[EXCERPT]
— start —

Let us suppose another person walks into the office of the banker in whose bank the $9,000 in “fresh reserves” has been deposited, and asks to borrow some money. Based on the $9,000 that has just been put on deposit in his bank, he can now write a check for newly created money to lend to this new borrower in an amount up to $8,100 ($9,000 times 9/10), leaving, as the banking system describes it, $900 ($9,000 times 1/10) as a “fractional reserve.”

The person with whom he spends this newly created $8,100 will presumably deposit it in his bank account, and this deposit will be seen by his bank as $8,100 in “fresh reserves,” upon which, in turn, this banker will be able to create another $7290 ($8,100 times 9/10), and leaving an additional $810 dollars ($8,100 times 1/10) “in reserve.”

This process can continue for many successive cycles as new money created and loaned out by one bank is deposited in another, where it is seen as fresh reserves that can be used as the basis for creating yet another round of money to loan. For each cycle the amount of new money created and fresh reserves deposited diminishes in proportion to the fractional reserve ratio. In the long run it approaches “0”, but it never quite gets there. The amount does, however, become so small that the procedure does effectively provide a limit to how much “credit money” can be created from the quantity of “high-powered money” originally borrowed into existence from the Fed by the Federal government, which ended up on deposit in the banking system, thereby seeding the fractional reserve process.

It may be helpful for the reader to visualize the monetary system as a pyramid. The foundation stones of the pyramid are Federal bonds, which are essentially the “loan” contracts by which the Federal government borrows money from the Fed, and which winds up on deposit (as “high-powered money”) as the initial “reserves” in the banking system. The first cycle of “credit money” created by a bank and then deposited in the banking system forms the next course of blocks in our pyramid. From there, each cycle of new money created through the loan process, and deposited in the banking system is represented by successive courses of stones. Each course of stone is shorter by the fraction represented in the fractional reserve ratio (1/10 in our example), so the lengths of the courses (the amount of new money that can be created and re-deposited as a fresh reserve base) are never quite zero. This suggests the image of a pyramidal-shaped wall with ends that slope towards each other, but also curve in such a way(asymptotically) that they reach for the sky, but the slopes never quite meet. The fundamental shape imparted by the fractional reserve ratio gives this pyramid an appearance that is relatively tall and slender, so much so perhaps that it is suggestive of a degree of instability.

— end —

[TASK] Copy the text on fractional reserve banking between "This process can" and "fractional reserve process.", inclusive, substituting "new reserves" for "fresh reserves".

[RAW RECORDS]
— start —

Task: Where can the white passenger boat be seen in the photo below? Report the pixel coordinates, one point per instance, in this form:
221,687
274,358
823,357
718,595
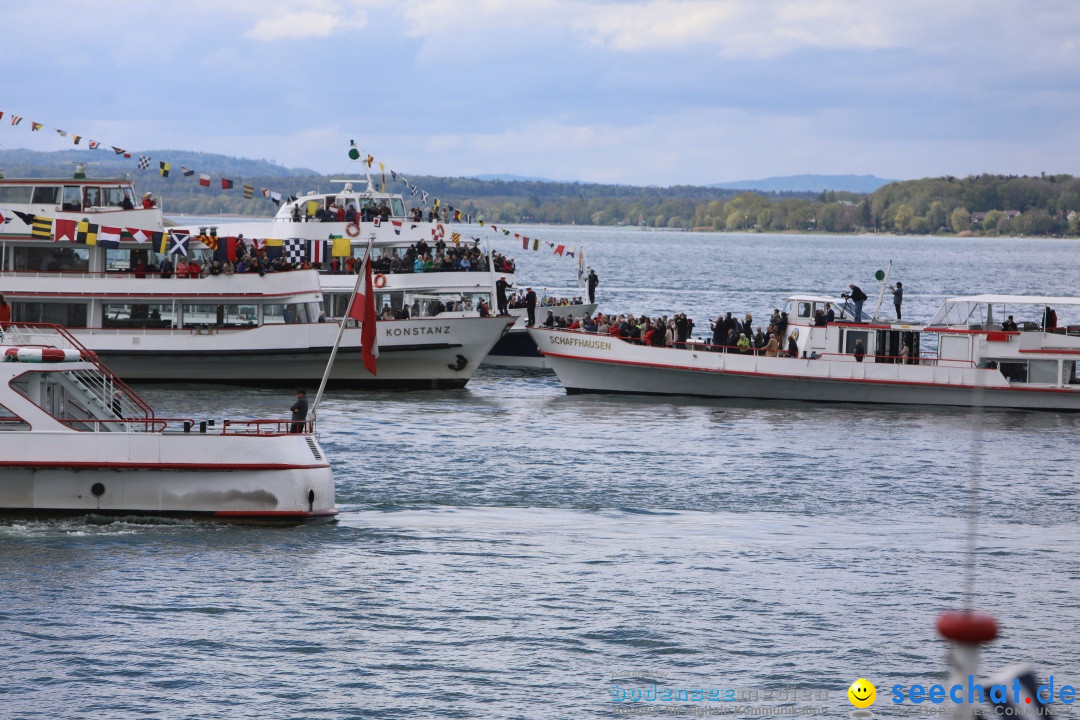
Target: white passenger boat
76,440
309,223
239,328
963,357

— end —

[RESULT OF THE TASK]
This process can continue for many successive cycles as new money created and loaned out by one bank is deposited in another, where it is seen as new reserves that can be used as the basis for creating yet another round of money to loan. For each cycle the amount of new money created and new reserves deposited diminishes in proportion to the fractional reserve ratio. In the long run it approaches “0”, but it never quite gets there. The amount does, however, become so small that the procedure does effectively provide a limit to how much “credit money” can be created from the quantity of “high-powered money” originally borrowed into existence from the Fed by the Federal government, which ended up on deposit in the banking system, thereby seeding the fractional reserve process.